### TRAVAIL DEMANDÉ
- A) Indiquez si chacune des affirmations suivantes concorde avec le texte sur la mousse Takakia, en répondant par oui ou par non et en citant mot pour mot le passage qui tranche.
(i) L'équipe de recherche comptait soixante-et-un chercheurs.
(ii) Les prélèvements ont commencé en 2015.
(iii) Le glacier Gawalong Est a reculé de près de 50 mètres par an.
- B) Répondez brièvement aux questions suivantes à partir du texte sur la mousse Takakia.
(i) Dans quelle revue scientifique les résultats ont-ils été publiés ?
(ii) À quelle altitude les biologistes ont-ils commencé leurs recherches sur le plateau tibétain ?
(iii) De combien la température moyenne a-t-elle augmenté sur ce plateau entre 2010 et 2021 ?

### TEXTE DE L'EXERCICE
++++++++++++++++++++

Elle a survécu et s’est adaptée à l’ère primaire, au Jurassique, à l’apparition de l’Himalaya et du plateau tibétain, mais pourrait ne pas survivre au réchauffement climatique. Une équipe de soixante-et-un chercheurs internationaux a étudié pendant dix ans la mousse Takakia lepidozioides pour séquencer son ADN et comprendre les conséquences du changement climatique sur cette plante, l’une des plus anciennes et résilientes du monde.
Les résultats de cette enquête ont été publiés le 9 août dans la revue scientifique Cell. « L’idée était d’aller aussi loin que possible dans l’histoire des premières plantes terrestres pour voir ce qu’elles peuvent nous apprendre sur l’évolution », explique dans un communiqué Ralf Reski, chercheur en biotechnologie végétale à l’université de Fribourg, en Allemagne.
Les biologistes ont débuté leurs recherches et leurs prélèvements en 2010 sur le plateau tibétain à 4 000 mètres d’altitude, une zone préservée et propice au développement de la Takakia.
Ce territoire reculé est néanmoins touché de plein fouet par le réchauffement climatique. Entre 2010 et 2021, la température moyenne a augmenté de 0,43 °C sur ce plateau, ce qui représente la plus forte hausse jamais enregistrée selon les scientifiques. L’un des témoins de ce réchauffement est le glacier Gawalong Est, situé juste à côté de la zone de prélèvement. Il a reculé de près de 50 mètres par an durant cette période. Là aussi, un record.

++++++++++++++++++++

### LES DONNÉES

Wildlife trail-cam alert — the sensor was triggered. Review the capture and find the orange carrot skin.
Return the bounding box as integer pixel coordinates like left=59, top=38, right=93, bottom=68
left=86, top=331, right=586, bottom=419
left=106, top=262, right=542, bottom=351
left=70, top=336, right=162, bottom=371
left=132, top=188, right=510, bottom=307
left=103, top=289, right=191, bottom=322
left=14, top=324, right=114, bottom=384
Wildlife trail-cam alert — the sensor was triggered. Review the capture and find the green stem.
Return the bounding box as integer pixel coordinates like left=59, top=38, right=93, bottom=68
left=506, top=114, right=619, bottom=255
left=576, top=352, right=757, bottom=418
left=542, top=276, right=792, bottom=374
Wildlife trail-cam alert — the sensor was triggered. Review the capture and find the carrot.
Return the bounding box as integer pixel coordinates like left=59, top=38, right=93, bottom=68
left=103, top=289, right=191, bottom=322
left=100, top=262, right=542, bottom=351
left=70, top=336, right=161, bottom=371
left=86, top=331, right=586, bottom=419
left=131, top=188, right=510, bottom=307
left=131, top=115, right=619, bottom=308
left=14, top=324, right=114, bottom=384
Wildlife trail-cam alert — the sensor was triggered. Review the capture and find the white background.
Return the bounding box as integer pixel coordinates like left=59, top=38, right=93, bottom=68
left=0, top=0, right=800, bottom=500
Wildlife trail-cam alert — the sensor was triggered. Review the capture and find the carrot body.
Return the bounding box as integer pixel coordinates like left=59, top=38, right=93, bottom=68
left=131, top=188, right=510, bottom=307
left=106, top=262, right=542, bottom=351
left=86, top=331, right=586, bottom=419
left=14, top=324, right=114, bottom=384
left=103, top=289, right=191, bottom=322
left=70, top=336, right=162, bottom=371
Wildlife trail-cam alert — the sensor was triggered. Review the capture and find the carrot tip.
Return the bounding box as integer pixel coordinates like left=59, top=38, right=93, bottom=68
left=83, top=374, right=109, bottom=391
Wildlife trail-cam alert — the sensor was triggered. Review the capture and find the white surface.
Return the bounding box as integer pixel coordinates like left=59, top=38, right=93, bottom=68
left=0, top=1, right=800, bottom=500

++++++++++++++++++++

### RÉPONSES PAR TÂCHE
- A)
(i) Oui : « Une équipe de soixante-et-un chercheurs internationaux »
(ii) Non : « Les biologistes ont débuté leurs recherches et leurs prélèvements en 2010 »
(iii) Oui : « Il a reculé de près de 50 mètres par an durant cette période. »

- B)
(i) Dans la revue Cell.
(ii) À 4 000 mètres d'altitude.
(iii) De 0,43 °C.